▸ **AUFGABENSTELLUNG**
Aktualisiere den Leitsatz zur Investitionszulage im Abschnitt beginnend bei "- Die Zulage" und endend bei "Verbleibens- und Verwendungsfristen.", indem du "Wirtschaftsbelebung" durch "Konjunkturbelebung" ersetzt. Gib diesen Abschnitt danach vollständig in der neuen Fassung wieder.
━━━━━ AUSGANGSTEXT ━━━━━
Entscheidungsstichwort (Thema)
Zum Eintritt einer inländischen Reederei in einen zwischen einer ausländischen Reederei und einer ausländischen Werft geschlossenen Schiffbauvertrag als Bestellung i.S. des § 4b Abs. 2 Satz 1 InvZulG 1975
Leitsatz (NV)
- Die Zulage nach § 4b InvZulG 1975 sollte kurzfristig und in erster Linie durch Auftragsvergabe des Investors an Dritte eine punktuelle Wirtschaftsbelebung auslösen. Vor diesem Hintergrund muß auch ein Vertragseintritt des Investors bei Anwendung des § 4b InvZulG 1975 anders gesehen werden als bei Zulagengesetzen mit (wenigstens) dreijährigen Verbleibens- und Verwendungsfristen.
━━━━━ GEGEBENES MATERIAL ━━━━━
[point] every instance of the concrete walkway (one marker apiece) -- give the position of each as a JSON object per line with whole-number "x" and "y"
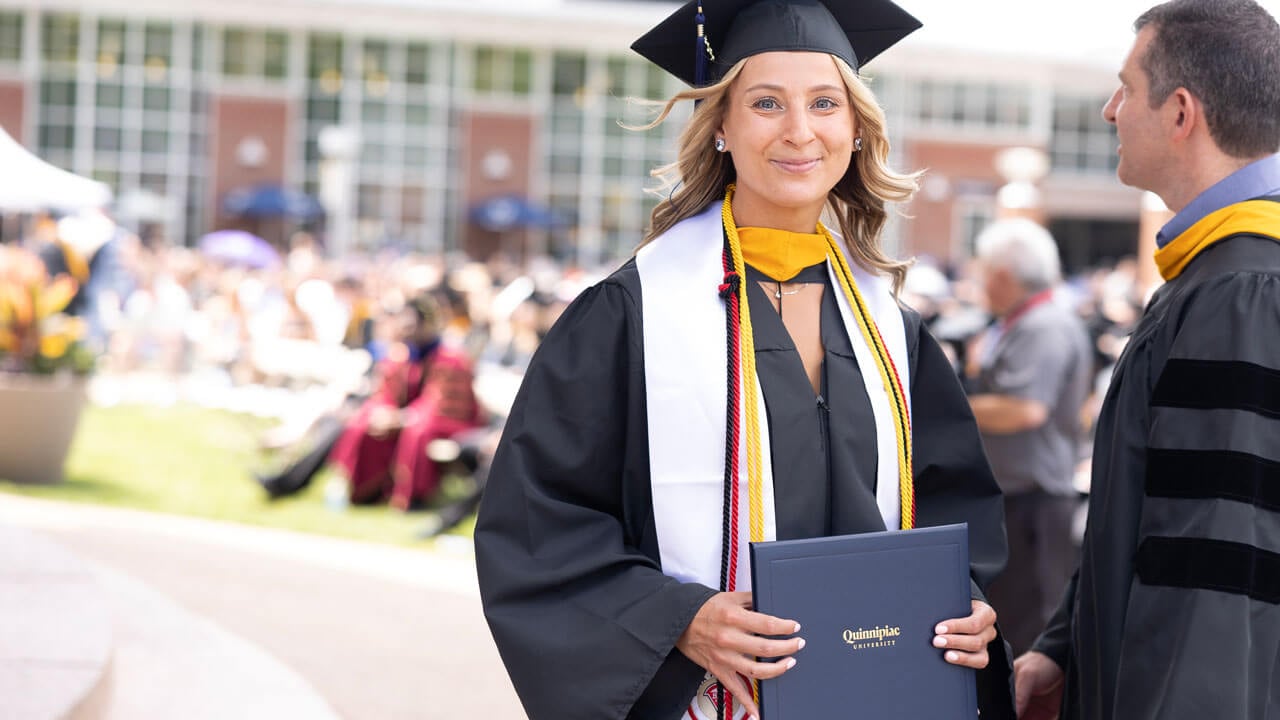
━━━━━
▸ **ERGEBNIS DER AUFGABE**
- Die Zulage nach § 4b InvZulG 1975 sollte kurzfristig und in erster Linie durch Auftragsvergabe des Investors an Dritte eine punktuelle Konjunkturbelebung auslösen. Vor diesem Hintergrund muß auch ein Vertragseintritt des Investors bei Anwendung des § 4b InvZulG 1975 anders gesehen werden als bei Zulagengesetzen mit (wenigstens) dreijährigen Verbleibens- und Verwendungsfristen.